THE EXERCISE = Reproduce the data below line for line, without changing a single character.

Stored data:

++++++++++++++++++++

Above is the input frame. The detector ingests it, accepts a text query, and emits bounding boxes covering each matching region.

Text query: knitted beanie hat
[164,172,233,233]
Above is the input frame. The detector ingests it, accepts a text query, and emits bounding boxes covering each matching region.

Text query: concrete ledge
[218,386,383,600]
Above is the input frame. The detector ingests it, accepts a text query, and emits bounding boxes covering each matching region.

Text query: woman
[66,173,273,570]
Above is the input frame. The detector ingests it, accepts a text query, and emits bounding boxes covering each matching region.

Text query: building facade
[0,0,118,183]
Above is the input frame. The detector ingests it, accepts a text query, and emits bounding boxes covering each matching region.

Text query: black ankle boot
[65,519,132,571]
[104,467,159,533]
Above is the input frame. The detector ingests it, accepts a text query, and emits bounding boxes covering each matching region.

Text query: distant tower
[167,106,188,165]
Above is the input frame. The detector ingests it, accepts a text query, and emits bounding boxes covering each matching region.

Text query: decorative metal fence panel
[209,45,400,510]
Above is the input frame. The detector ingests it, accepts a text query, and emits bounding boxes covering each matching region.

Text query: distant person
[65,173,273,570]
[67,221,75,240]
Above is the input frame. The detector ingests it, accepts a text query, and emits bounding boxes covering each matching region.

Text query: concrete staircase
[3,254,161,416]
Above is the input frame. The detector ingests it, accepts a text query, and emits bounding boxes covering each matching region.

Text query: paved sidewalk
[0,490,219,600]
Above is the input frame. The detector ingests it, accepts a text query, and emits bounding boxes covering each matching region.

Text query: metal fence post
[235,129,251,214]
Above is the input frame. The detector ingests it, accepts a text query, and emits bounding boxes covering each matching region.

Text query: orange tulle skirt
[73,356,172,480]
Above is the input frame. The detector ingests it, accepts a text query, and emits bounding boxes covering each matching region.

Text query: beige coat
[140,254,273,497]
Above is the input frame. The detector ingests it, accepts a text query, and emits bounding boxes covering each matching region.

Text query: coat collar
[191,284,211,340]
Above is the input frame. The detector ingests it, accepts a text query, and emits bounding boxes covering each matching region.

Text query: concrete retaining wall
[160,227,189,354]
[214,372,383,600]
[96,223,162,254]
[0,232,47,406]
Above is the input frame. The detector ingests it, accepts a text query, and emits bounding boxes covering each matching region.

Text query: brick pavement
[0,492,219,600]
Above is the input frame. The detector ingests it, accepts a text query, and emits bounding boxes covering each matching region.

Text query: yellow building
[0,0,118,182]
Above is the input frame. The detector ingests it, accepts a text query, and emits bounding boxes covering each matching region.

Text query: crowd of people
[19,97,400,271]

++++++++++++++++++++

WRITTEN SOLUTION =
Above is the input frame. The detector ingests it, accepts a text query, and emits bounding boxes covering each matching region.

Text query: knitted beanie hat
[164,172,233,233]
Above is the input frame. The detector ingests it, accepts a text query, and emits bounding boxes covering each matching region.

Text query: concrete ledge
[218,386,383,600]
Above is the input frame. The detector ingests it, accepts a text query, and emits bounding boxes covering each matching region.

Text query: woman
[66,173,273,570]
Above is the input frame. The detector ingests it, accepts a text query, and emits bounding boxes covering each matching region.

Text query: building facade
[0,0,118,183]
Above is the input frame. The detector ingests it, accepts a text query, and emits bounding boxes covering each matching region.

Text query: black ankle boot
[65,519,132,571]
[104,467,159,533]
Above is the input frame. The detector ingests it, accepts a text query, and emits bounding boxes covering each matching region.

Text query: distant tower
[167,106,188,165]
Above is the input frame. The detector ingests it, accepts a text query, and emits bounding boxes covering each matching region.

Text query: decorative metal fence panel
[209,45,400,510]
Above is the input frame. The detector ingests it, accepts a text query, and emits bounding boxes covering each matching region.

Text query: distant person
[65,173,273,570]
[67,221,75,240]
Above is the input frame. The detector ingests it, accepts a text query, and emits bounding boxes covering each matching region.

Text query: concrete staircase
[3,254,161,416]
Above is the input frame. The detector ingests it, accepts a text query, and emits bounding boxes covering each matching region.

Text query: paved sidewalk
[0,490,219,600]
Above is the input frame. The detector ingests it, accepts a text query, and emits bounding boxes covering each matching region.

Text query: metal fence post
[235,129,251,214]
Above is the input frame. The detector ingests it, accepts a text query, and emits bounding boxes covering each matching region.

Text query: orange tulle skirt
[73,356,172,480]
Above is the input frame. The detector ingests it, accepts a text query, and emits bounding boxes covering each matching region.

Text query: beige coat
[140,254,273,497]
Above is the input frame. The detector ingests it, accepts a text query, and emits bounding boxes covering each matching region.

Text query: coat collar
[191,284,211,340]
Above is the input frame. The detector ingests it, accepts a text query, and emits bounding boxes covering each matching region.

Text query: concrete retaining wall
[160,227,189,354]
[214,372,383,600]
[96,223,162,254]
[0,232,47,406]
Above is the input frame. The detector ingests it, accepts a text query, and emits bounding boxes covering each matching region.

Text query: brick pavement
[0,492,219,600]
Above is the input frame. The detector ingests it, accepts a text query, and emits bounding boxes covering each matching region.

Text query: yellow building
[0,0,118,182]
Above is the input frame. The detector ingests it, accepts a text query, and emits bounding boxes covering each matching region.

Text query: crowd of people
[19,97,400,271]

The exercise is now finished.